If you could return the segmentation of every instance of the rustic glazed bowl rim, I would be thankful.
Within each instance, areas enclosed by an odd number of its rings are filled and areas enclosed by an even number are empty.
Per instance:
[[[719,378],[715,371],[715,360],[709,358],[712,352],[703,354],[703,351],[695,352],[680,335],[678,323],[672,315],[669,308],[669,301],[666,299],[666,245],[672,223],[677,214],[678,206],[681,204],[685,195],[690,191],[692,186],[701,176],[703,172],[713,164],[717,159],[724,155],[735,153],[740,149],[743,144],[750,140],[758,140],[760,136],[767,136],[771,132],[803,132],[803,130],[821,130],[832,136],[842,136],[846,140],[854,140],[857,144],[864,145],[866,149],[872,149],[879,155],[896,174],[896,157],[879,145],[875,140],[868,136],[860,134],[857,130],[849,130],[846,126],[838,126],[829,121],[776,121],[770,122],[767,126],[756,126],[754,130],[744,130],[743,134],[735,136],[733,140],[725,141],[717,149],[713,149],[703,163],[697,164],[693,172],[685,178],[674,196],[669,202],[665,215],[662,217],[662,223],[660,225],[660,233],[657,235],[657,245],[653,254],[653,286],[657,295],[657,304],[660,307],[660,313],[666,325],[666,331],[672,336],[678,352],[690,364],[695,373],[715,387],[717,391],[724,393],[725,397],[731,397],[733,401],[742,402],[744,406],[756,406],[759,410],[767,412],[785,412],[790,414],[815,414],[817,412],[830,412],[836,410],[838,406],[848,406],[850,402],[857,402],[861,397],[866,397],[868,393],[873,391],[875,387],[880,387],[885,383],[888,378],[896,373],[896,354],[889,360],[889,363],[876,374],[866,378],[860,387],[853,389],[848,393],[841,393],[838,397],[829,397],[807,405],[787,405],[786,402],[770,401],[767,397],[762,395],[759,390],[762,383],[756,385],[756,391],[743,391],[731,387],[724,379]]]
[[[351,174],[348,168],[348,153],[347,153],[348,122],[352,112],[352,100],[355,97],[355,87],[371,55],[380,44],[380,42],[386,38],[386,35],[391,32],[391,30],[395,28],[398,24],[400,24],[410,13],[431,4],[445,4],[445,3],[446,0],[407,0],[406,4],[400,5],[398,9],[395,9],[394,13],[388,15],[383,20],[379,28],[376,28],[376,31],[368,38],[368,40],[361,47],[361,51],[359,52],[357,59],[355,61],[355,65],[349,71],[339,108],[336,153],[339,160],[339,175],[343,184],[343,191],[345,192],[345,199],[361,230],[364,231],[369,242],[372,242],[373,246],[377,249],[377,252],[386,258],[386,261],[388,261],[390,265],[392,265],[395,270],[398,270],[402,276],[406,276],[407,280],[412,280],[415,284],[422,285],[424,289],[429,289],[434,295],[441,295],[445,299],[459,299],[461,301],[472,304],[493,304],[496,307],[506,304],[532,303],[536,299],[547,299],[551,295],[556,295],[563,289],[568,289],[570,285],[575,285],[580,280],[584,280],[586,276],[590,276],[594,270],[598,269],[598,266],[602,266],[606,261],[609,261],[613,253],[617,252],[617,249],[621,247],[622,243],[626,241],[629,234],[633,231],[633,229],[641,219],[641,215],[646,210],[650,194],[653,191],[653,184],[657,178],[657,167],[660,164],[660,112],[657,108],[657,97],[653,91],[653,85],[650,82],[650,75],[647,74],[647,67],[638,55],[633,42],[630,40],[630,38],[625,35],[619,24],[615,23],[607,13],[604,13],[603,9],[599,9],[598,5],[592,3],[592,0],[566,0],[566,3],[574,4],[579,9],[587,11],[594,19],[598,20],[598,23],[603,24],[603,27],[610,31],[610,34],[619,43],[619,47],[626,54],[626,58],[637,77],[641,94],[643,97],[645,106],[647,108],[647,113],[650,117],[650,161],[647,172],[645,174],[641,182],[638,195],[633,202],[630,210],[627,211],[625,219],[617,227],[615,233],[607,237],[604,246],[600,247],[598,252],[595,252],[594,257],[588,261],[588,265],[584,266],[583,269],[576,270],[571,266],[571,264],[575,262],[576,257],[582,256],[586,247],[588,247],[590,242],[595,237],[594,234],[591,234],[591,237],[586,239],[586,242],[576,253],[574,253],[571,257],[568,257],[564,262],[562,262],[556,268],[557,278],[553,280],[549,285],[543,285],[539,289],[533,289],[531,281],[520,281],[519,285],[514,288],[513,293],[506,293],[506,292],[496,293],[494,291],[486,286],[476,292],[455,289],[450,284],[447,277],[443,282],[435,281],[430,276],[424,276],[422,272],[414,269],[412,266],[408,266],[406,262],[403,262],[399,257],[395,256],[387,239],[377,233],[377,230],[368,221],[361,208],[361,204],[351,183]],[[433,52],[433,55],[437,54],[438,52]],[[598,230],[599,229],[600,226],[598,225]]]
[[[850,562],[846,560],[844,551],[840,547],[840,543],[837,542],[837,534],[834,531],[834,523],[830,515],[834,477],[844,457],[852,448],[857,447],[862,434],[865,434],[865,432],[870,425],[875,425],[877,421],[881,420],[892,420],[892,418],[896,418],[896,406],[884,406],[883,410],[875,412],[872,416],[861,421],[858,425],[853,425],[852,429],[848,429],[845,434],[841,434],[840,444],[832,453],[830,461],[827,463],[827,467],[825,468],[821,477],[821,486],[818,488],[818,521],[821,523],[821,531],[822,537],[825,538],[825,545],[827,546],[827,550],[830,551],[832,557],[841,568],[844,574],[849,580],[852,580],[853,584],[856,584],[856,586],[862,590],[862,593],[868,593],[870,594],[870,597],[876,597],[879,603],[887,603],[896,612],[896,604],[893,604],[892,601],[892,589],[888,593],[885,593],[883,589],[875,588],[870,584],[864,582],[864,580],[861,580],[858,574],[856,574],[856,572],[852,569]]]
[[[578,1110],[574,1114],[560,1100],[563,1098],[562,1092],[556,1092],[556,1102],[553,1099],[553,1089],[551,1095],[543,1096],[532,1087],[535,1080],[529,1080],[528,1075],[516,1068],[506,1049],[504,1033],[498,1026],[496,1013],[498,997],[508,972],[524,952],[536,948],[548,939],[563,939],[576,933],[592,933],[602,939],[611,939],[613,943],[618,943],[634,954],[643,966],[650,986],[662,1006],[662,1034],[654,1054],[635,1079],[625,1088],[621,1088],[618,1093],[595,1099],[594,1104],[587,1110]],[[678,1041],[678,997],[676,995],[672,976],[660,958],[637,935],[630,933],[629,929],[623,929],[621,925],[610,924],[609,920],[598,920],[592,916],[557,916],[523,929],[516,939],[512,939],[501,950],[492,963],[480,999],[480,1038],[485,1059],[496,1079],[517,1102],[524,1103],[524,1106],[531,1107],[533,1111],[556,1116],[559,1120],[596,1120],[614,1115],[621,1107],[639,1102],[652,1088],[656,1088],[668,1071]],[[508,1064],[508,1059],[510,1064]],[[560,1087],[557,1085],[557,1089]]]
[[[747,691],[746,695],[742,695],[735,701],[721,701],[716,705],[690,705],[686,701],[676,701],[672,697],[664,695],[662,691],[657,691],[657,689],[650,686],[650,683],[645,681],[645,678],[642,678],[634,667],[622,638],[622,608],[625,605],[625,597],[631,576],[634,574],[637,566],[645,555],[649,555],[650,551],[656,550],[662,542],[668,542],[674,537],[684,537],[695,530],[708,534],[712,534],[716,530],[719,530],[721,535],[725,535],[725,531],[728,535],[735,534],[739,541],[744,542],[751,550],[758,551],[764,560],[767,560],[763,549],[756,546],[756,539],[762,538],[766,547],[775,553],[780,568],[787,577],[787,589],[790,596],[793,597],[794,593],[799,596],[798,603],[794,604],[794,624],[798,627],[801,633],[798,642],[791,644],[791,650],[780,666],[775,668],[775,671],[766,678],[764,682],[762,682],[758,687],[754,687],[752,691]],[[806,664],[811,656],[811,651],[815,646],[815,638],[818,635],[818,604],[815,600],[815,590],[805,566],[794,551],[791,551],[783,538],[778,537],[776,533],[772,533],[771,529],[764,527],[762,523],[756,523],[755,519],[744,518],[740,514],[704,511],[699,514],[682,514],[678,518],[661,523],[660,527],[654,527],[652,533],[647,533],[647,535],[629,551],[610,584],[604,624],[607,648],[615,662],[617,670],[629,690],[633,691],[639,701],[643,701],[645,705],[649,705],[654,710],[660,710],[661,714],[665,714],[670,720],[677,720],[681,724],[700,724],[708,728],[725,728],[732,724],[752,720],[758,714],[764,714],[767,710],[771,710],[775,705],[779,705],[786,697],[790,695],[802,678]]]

◇ ◇ ◇ ◇ ◇ ◇ ◇

Find every line above that contains the word "instance", and copy each of those lines in full.

## The completed task
If you could return the segmentation of every instance of the rustic glazed bowl rim, I would be thankful.
Within each instance, areas enclosed by an odd number of its rings are filled and areas enclosed by an even number are empty.
Per instance:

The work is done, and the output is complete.